• **The request**: Change "wispy cloud" to "thin cloud" in the listing from the line with "Report the location of each instance of the wispy" up to and including the line with "x=577, y=46", and give those lines again with nothing else altered.

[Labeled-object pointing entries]
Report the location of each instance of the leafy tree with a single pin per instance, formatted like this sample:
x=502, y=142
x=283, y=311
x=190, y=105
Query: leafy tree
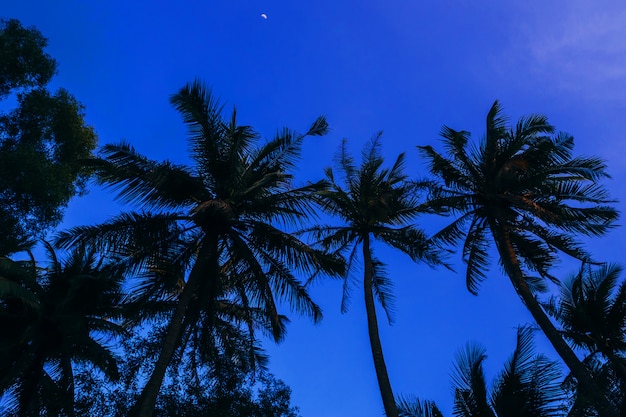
x=51, y=318
x=229, y=386
x=42, y=140
x=214, y=228
x=528, y=386
x=592, y=311
x=523, y=190
x=376, y=204
x=23, y=62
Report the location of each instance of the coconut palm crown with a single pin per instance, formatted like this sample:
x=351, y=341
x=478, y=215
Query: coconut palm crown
x=522, y=189
x=375, y=204
x=214, y=230
x=52, y=318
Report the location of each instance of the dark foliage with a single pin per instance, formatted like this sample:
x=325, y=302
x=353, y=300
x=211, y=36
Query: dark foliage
x=42, y=141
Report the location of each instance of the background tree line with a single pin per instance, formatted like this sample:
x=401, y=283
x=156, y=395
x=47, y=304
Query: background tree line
x=190, y=277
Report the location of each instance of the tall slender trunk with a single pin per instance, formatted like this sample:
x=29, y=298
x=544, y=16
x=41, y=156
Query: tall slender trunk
x=384, y=385
x=578, y=369
x=618, y=364
x=147, y=400
x=68, y=376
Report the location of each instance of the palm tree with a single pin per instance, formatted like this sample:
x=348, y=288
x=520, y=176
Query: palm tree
x=528, y=386
x=376, y=204
x=592, y=312
x=217, y=224
x=51, y=318
x=523, y=189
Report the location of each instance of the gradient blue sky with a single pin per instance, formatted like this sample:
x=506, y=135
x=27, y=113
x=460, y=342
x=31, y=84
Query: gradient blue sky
x=404, y=67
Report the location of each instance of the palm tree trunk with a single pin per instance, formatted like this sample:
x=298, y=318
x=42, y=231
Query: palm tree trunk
x=618, y=364
x=147, y=400
x=578, y=369
x=68, y=376
x=384, y=385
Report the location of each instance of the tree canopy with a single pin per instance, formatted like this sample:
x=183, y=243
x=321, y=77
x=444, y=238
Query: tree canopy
x=42, y=140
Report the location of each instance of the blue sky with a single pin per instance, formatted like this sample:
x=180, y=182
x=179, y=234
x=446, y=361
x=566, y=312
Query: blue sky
x=403, y=67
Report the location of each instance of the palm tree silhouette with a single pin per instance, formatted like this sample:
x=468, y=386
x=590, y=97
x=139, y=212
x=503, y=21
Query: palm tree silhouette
x=376, y=204
x=213, y=229
x=52, y=317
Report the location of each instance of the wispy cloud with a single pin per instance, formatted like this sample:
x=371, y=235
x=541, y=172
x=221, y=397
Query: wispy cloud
x=577, y=46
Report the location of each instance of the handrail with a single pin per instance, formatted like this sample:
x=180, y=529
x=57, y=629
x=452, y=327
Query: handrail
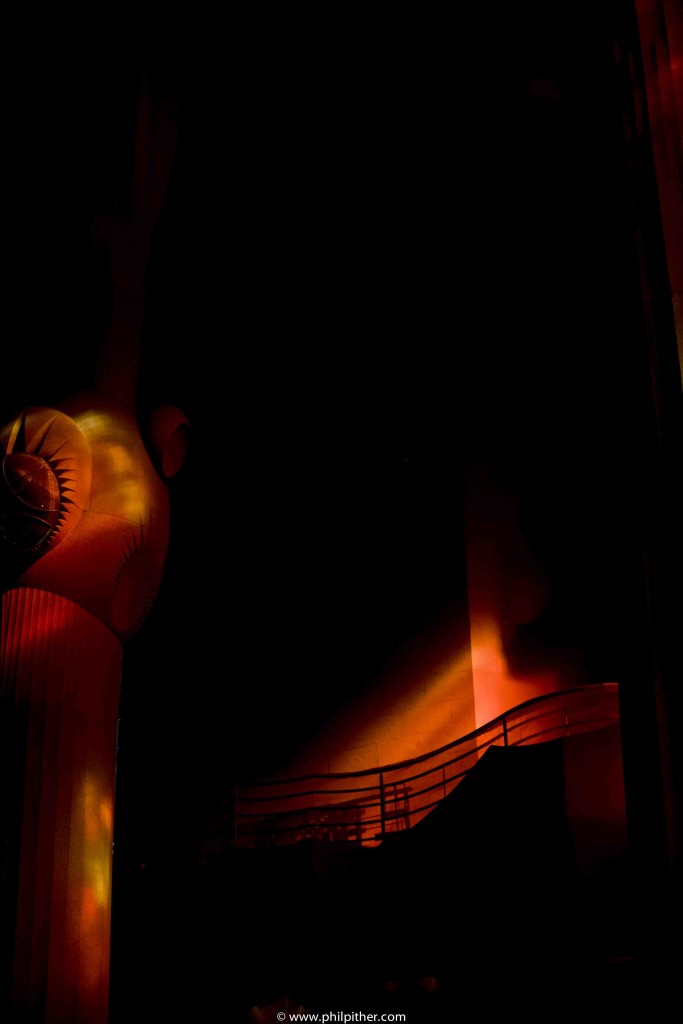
x=590, y=707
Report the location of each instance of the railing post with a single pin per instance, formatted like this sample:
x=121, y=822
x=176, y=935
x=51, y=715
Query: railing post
x=382, y=808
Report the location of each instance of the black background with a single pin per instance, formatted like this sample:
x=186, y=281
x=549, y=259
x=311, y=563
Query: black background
x=390, y=245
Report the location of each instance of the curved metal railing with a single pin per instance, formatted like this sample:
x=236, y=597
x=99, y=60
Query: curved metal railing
x=371, y=805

• **Written solution**:
Report the location of each instance of the thin cloud with a single pin per instance, formatted like this sample:
x=371, y=235
x=541, y=172
x=221, y=397
Query: thin cloud
x=577, y=46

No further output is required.